TEXT section start

According to CBO, any costs related to new post office designations, which include the cost of changing the name on the building, signs, and maps, are not significant.

 

To designate the facility of the United States Postal Service located at 60 School Street, Orchard Park, New York, as the "Jack F. Kemp Post Office Building"

Senator Schumer (New York) Online at: http://www.gop.gov/bill/111/1/s1211 

FLOOR SITUATION

S. 1211 is expected to be considered on the floor of the House on Thursday, November 5, 2009, under a motion to suspend the rules, requiring a two-thirds vote for passage. The legislation was introduced by Sen. Charles E. Schumer (D-NY) June 9, 2009.

 

 

EXECUTIVE SUMMARY

S. 1211 would designate the facility of the United States Postal Service located at 60 School Street, Orchard Park, New York, as the "Jack F. Kemp Post Office Building."

 

BACKGROUND

Jack Kemp was an American politician and professional football player. He served as Housing Secretary in the administration of President George H. W. Bush from 1989-93, having previously served nine terms as a Congressman for Western New York from 1971-89. He was the Republican Party's nominee for Vice President in the 1996 election, where he was the running-mate of presidential nominee Bob Dole. Kemp had previously contended for the presidential nomination in the 1988 Republican primaries. He died on May 2, 2009.

TEXT section end
INFORMATION section start

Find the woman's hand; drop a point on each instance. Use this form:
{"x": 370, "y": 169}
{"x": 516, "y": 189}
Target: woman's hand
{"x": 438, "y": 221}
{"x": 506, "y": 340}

INFORMATION section end

**PROBLEM 1:** According to the post office bill summary, which office did Jack Kemp hold from 1989 to 1993?
**PROBLEM 2:** Copy the part of the post office bill summary that opens with the words containing "EXECUTIVE SUMMARY" and closes with "May 2, 2009.".

**EXERCISE RESPONSE 1:** Housing Secretary in the administration of President George H. W. Bush.

**EXERCISE RESPONSE 2:**
EXECUTIVE SUMMARY

S. 1211 would designate the facility of the United States Postal Service located at 60 School Street, Orchard Park, New York, as the "Jack F. Kemp Post Office Building."

 

BACKGROUND

Jack Kemp was an American politician and professional football player. He served as Housing Secretary in the administration of President George H. W. Bush from 1989-93, having previously served nine terms as a Congressman for Western New York from 1971-89. He was the Republican Party's nominee for Vice President in the 1996 election, where he was the running-mate of presidential nominee Bob Dole. Kemp had previously contended for the presidential nomination in the 1988 Republican primaries. He died on May 2, 2009.